▸ Task a:
From the Circle Line thread, reproduce the passage from "posted by Halloween" up to and including "written in JavaScript.".

▸ Passage shown:
★ ★ ★ ★ ★ ★ ★

How the Circle Line rogue train was caught with data
December 4, 2016 11:29 AM   Subscribe

The MRT Circle Line was hit by a spate of mysterious disruptions in recent months, causing much confusion and distress to thousands of commuters. Like most of my colleagues, I take a train on the Circle Line to my office at one-north every morning. So on November 5, when my team was given the chance to investigate the cause, I volunteered without hesitation.
posted by infini (27 comments total) 36 users marked this as a favorite
 
This is very cool but what was the evil train actually DOING to the other trains?
posted by showbiz_liz at 11:44 AM on December 4, 2016 [13 favorites]


So, does the rogue train just have bad sensor reporting hardware/software sending shit up the line or is the rogue train a train that is being run for nefarious purposes, or what exactly is going on?

It's a fascinating bit of data mining and sifting to find out what the actual culprit is, but I'm unclear on the actual outcome. The article says that the Circle Line can be once again taken with confidence of its efficiency and timing or something to that effect, but did the offending train get taken offline or fixed? I read twice looking for this information but didn't find it.
posted by hippybear at 11:45 AM on December 4, 2016 [2 favorites]




Can't they see where the trains are? Couldn't they just notice that this one paralysed every train it passed on the other line? Or have I misunderstood?
posted by Segundus at 12:52 PM on December 4, 2016


I don't believe it was every single train it passed.
posted by showbiz_liz at 12:56 PM on December 4, 2016 [2 favorites]


#notalltrains
posted by Joe in Australia at 1:37 PM on December 4, 2016 [16 favorites]


Can't they see where the trains are? Couldn't they just notice that this one paralysed every train it passed on the other line?
That’s exactly what the article is about.
posted by migurski at 1:57 PM on December 4, 2016 [7 favorites]


That moment of disappointment when you realize that the story isn't going to end with the one surviving member of the team hunting the rogue train through the subway tunnels in the dead of night with an EMP cannon.
posted by Halloween Jack at 3:00 PM on December 4, 2016 [47 favorites]


This also means that train signals are now a potential vector for a mildly disruptive almost undetectable attack.
posted by srboisvert at 3:23 PM on December 4, 2016 [5 favorites]


This also means that train signals are now a potential vector for a mildly disruptive almost undetectable attack.

Ah, so they're written in JavaScript.
posted by maxwelton at 4:10 PM on December 4, 2016 [9 favorites]


What a great story! A Sherlock Holmes tale de nos jours.

★ ★ ★ ★ ★ ★ ★

[A block of data]
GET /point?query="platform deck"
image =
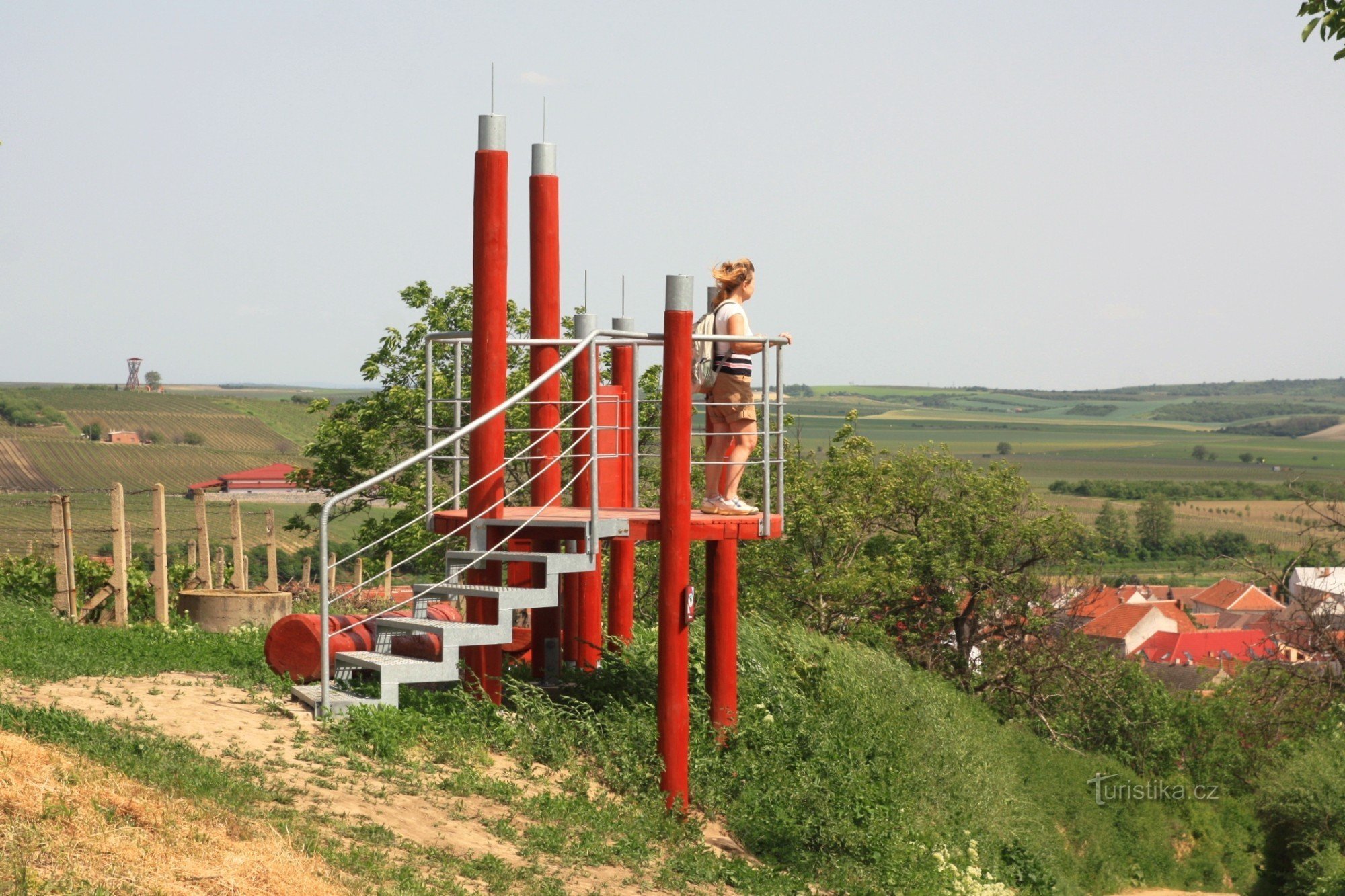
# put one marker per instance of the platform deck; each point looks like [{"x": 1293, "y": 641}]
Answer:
[{"x": 645, "y": 524}]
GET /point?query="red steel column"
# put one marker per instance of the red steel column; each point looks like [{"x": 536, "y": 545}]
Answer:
[
  {"x": 621, "y": 589},
  {"x": 588, "y": 587},
  {"x": 722, "y": 631},
  {"x": 490, "y": 370},
  {"x": 676, "y": 545},
  {"x": 545, "y": 413}
]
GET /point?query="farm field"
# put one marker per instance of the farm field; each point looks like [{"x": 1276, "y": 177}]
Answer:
[{"x": 26, "y": 518}]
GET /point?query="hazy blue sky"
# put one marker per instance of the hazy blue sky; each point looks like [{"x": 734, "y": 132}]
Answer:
[{"x": 1028, "y": 194}]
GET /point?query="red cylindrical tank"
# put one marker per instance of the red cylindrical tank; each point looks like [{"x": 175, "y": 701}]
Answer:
[{"x": 294, "y": 645}]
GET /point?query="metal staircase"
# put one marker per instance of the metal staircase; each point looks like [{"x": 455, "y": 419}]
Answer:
[{"x": 333, "y": 693}]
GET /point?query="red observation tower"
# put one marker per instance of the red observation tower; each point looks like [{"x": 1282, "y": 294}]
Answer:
[{"x": 528, "y": 491}]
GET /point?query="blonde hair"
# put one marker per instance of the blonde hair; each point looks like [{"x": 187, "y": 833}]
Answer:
[{"x": 731, "y": 275}]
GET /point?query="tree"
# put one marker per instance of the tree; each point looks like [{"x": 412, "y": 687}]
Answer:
[
  {"x": 1155, "y": 522},
  {"x": 1328, "y": 21},
  {"x": 1114, "y": 532},
  {"x": 945, "y": 556}
]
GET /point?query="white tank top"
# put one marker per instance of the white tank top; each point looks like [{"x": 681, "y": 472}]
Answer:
[{"x": 728, "y": 362}]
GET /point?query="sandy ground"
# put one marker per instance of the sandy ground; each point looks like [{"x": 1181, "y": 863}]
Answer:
[
  {"x": 237, "y": 727},
  {"x": 67, "y": 822}
]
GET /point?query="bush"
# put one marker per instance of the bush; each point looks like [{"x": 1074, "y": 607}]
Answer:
[{"x": 1303, "y": 807}]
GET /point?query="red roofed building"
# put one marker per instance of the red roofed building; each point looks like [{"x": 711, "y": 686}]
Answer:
[
  {"x": 272, "y": 478},
  {"x": 1229, "y": 595},
  {"x": 1129, "y": 626},
  {"x": 1207, "y": 647}
]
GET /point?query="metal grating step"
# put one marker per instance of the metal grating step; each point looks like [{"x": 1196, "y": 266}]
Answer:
[
  {"x": 555, "y": 563},
  {"x": 340, "y": 701}
]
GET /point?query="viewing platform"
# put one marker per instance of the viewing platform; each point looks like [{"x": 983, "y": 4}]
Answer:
[{"x": 645, "y": 524}]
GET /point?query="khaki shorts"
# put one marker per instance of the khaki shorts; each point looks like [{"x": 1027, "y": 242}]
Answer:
[{"x": 731, "y": 400}]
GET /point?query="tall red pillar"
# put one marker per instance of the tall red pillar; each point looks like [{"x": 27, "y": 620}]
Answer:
[
  {"x": 722, "y": 631},
  {"x": 545, "y": 413},
  {"x": 621, "y": 585},
  {"x": 676, "y": 545},
  {"x": 490, "y": 372},
  {"x": 588, "y": 585}
]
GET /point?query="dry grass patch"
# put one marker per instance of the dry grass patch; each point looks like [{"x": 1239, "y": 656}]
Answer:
[{"x": 71, "y": 825}]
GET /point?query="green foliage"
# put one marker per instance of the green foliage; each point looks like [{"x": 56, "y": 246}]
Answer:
[
  {"x": 1155, "y": 522},
  {"x": 1328, "y": 21},
  {"x": 1235, "y": 411},
  {"x": 1113, "y": 525},
  {"x": 21, "y": 411},
  {"x": 1291, "y": 428},
  {"x": 1303, "y": 807},
  {"x": 917, "y": 541}
]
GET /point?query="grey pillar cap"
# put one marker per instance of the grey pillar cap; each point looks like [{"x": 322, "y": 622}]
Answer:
[
  {"x": 584, "y": 325},
  {"x": 677, "y": 294},
  {"x": 544, "y": 158},
  {"x": 490, "y": 132}
]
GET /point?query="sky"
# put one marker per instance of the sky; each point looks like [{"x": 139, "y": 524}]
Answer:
[{"x": 1020, "y": 196}]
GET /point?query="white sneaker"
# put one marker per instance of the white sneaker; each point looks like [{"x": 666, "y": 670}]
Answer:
[{"x": 739, "y": 507}]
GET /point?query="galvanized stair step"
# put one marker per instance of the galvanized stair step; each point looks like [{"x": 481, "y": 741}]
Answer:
[
  {"x": 340, "y": 701},
  {"x": 607, "y": 526},
  {"x": 555, "y": 563},
  {"x": 509, "y": 596},
  {"x": 454, "y": 633}
]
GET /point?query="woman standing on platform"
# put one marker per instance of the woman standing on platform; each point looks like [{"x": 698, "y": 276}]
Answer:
[{"x": 731, "y": 412}]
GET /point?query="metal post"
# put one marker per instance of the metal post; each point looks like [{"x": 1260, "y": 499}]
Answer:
[
  {"x": 765, "y": 526},
  {"x": 430, "y": 434},
  {"x": 779, "y": 431},
  {"x": 458, "y": 424},
  {"x": 676, "y": 548},
  {"x": 325, "y": 573}
]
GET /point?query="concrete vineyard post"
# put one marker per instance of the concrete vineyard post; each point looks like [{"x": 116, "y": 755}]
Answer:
[
  {"x": 122, "y": 608},
  {"x": 272, "y": 572},
  {"x": 59, "y": 555},
  {"x": 236, "y": 533},
  {"x": 161, "y": 580},
  {"x": 204, "y": 572}
]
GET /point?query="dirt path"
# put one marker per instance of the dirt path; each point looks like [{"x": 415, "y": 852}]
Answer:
[{"x": 237, "y": 727}]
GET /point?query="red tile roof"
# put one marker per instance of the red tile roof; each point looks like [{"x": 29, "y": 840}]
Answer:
[
  {"x": 1207, "y": 646},
  {"x": 1120, "y": 622},
  {"x": 1227, "y": 594},
  {"x": 1096, "y": 603},
  {"x": 271, "y": 471}
]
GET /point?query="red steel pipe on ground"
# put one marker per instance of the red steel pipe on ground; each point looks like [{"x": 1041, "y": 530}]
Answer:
[
  {"x": 676, "y": 545},
  {"x": 621, "y": 588},
  {"x": 490, "y": 372},
  {"x": 544, "y": 205},
  {"x": 722, "y": 631}
]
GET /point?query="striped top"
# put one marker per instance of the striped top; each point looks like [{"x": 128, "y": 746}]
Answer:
[{"x": 726, "y": 361}]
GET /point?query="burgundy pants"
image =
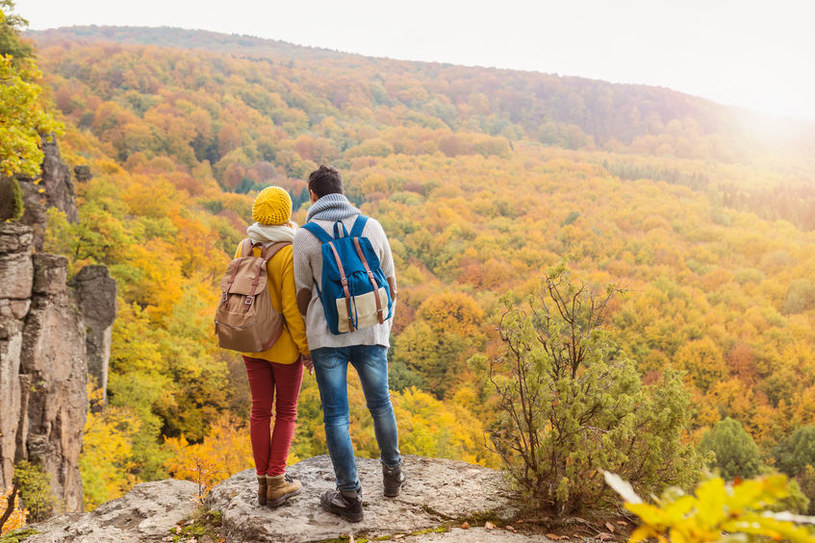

★ ★ ★ ★ ★ ★ ★

▸ Task b:
Identify every line in the records that contains the string "shorts", and copy each of those lines.

▸ Response a:
posted by Halloween Jack at 3:00 PM on December 4, 2016 [47 favorites]


This also means that train signals are now a potential vector for a mildly disruptive almost undetectable attack.
posted by srboisvert at 3:23 PM on December 4, 2016 [5 favorites]


This also means that train signals are now a potential vector for a mildly disruptive almost undetectable attack.

Ah, so they're written in JavaScript.

▸ Response b:
GET /point?query="khaki shorts"
# put one marker per instance of the khaki shorts; each point looks like [{"x": 1027, "y": 242}]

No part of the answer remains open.